■ **CONSIGNE 1**
Dites si chacune des affirmations suivantes concorde avec le texte sur le glyphosate, en répondant par oui ou non et en citant mot pour mot les mots du texte qui tranchent. (a) Les membres de l'OPP jugent le glyphosate improbablement cancérogène. (b) Le rapport de l'OPP a été mis en ligne volontairement sur le site de l'EPA. (c) Les études menées sur des souris et des rats ont duré cinq ans.
■ **CONSIGNE 2**
D'après le texte sur le glyphosate, comment s'appelle le haut fonctionnaire de l'OPP qui a échangé avec Monsanto ?
■ **CONSIGNE 3**
Relevez tous les sigles écrits en majuscules qui figurent dans le texte sur le glyphosate.

■ **TEXTE À LIRE**
Au sein de l'agence de protection de l'environnement (EPA) américaine, par exemple, le débat fait rage. Entre deux départements de l'agence, celui de recherche et développement (ORD) et celui de l'évaluation des pesticides (OPP) le torchon brûle, comme le révélait ce mardi 14 mars, Le Monde, qui a eu accès à un mémo interne.

Selon cette note, les scientifiques de l'ORD se trouvent sur une ligne plus proche des conclusions du CIRC. Tandis que les membres de l'OPP considèrent le glyphosate comme "improbablement cancérogène", dans un rapport publié par erreur sur le site de l'EPA, dès fin avril 2016. L'ORD reproche essentiellement deux points à ce rapport : le premier, à demi-mot, est "de ne pas respecter les conventions internationales dans l’analyse de la cancérogénicité du glyphosate", rapporte Le Monde.

Le second, c'est de ne pas prendre en compte correctement les études menées sur des animaux. Des études de deux ans sur des souris et des rats ont en effet permis d'observer des tumeurs "dans la thyroïde, le foie, la peau, le pancréas, la lymphe, le testicule, la glande mammaire, les reins et le poumon", relève le mémo. Ce sont notamment ces études qui font dire au CIRC que le glyphosate est un cancérogène "probable". Or, selon les méthodes statistiques employées pour analyser ces résultats, il est possible de considérer l'incidence de ces tumeurs comme n'étant pas significative. L'ORD demande donc à l'OPP de révéler quelle méthode statistique a été employée.

Des études discréditées

Par ailleurs, des documents rendus publics ce mardi 14 mars, à l'occasion d'un procès intenté par un panel international contre Monsanto auprès de la Cour de justice de San Francisco, rapportent d'autres divergences. Le département de recherche et développement de l'EPA "a soulevé des inquiétudes quant à la robustesse d'une évaluation effectuée" par l'OPP, comme l'explique le New York Times.

Et pour cause, ces documents, dont des mails saisis chez Monsanto, montrent un échange entre la firme et Jess Rowland, un haut fonctionnaire de l'OPP. Ce dernier avait ainsi prévenu les dirigeants de l'entreprise des conclusions du CIRC, plusieurs mois avant que celles-ci ne soient rendues publics. Cela avait permis au fabricant du Roundup de préparer et conduire une campagne de communication bien avant que le glyphosate ne soit officiellement classé comme "cancérogène probable".

Enfin, les documents révélés par la Cour de justice de San Francisco mettent en évidence que Monsanto avait pour habitude de payer des scientifiques pour signer des études et des rapports qu'ils n'avaient pas écrits. Dans un échange de mail, un des dirigeants de Monsanto y fait même explicitement allusion. Si la firme, qui appartient désormais à l'allemand Bayer, continue de démentir d'éventuels recours à ses propres scientifiques, les ONG de défense de l'environnement, elles, ne manquent pas l'occasion de discréditer de nombreuses études classant le glyphosate comme non cancérigène.

■ **DONNÉES FOURNIES**

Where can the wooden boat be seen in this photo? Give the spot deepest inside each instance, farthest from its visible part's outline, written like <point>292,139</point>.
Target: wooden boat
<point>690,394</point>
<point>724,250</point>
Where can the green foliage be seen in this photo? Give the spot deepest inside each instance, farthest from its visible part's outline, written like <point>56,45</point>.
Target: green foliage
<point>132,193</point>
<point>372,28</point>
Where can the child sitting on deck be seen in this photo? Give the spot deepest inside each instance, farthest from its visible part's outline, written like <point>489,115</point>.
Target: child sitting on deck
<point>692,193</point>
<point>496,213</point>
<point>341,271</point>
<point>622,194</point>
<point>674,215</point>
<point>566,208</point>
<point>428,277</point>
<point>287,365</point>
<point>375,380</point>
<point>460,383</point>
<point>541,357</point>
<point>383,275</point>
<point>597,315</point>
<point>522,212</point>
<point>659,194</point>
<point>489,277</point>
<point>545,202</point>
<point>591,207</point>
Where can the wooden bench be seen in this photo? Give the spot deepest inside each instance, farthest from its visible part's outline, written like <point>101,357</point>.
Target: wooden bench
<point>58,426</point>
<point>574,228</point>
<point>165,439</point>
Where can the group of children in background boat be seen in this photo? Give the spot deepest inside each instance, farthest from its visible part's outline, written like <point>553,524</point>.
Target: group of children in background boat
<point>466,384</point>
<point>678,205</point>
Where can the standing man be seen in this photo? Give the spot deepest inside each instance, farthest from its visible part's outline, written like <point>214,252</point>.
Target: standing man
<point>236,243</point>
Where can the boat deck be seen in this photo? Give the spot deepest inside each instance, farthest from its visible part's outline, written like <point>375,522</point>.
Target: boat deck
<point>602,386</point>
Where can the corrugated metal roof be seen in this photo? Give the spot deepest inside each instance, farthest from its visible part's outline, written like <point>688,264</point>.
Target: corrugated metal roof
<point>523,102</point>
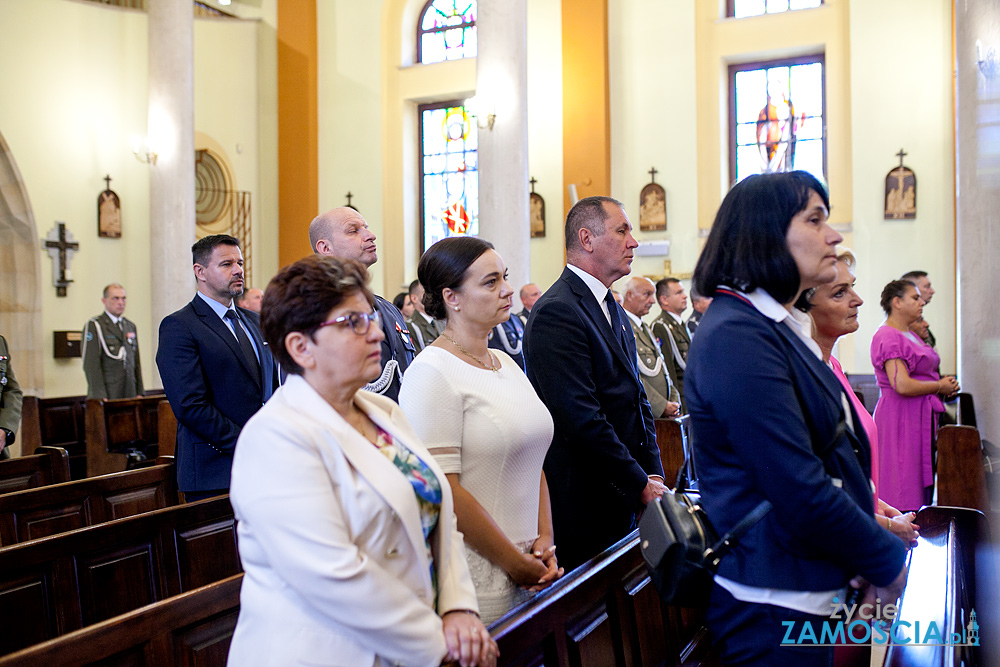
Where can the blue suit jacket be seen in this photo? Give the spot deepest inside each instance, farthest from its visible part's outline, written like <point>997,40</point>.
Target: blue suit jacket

■ **RÉPONSE 1**
(a) Oui : « les membres de l'OPP considèrent le glyphosate comme "improbablement cancérogène" »
(b) Non : « publié par erreur sur le site de l'EPA »
(c) Non : « Des études de deux ans sur des souris et des rats »

■ **RÉPONSE 2**
Jess Rowland

■ **RÉPONSE 3**
EPA, ORD, OPP, CIRC, ONG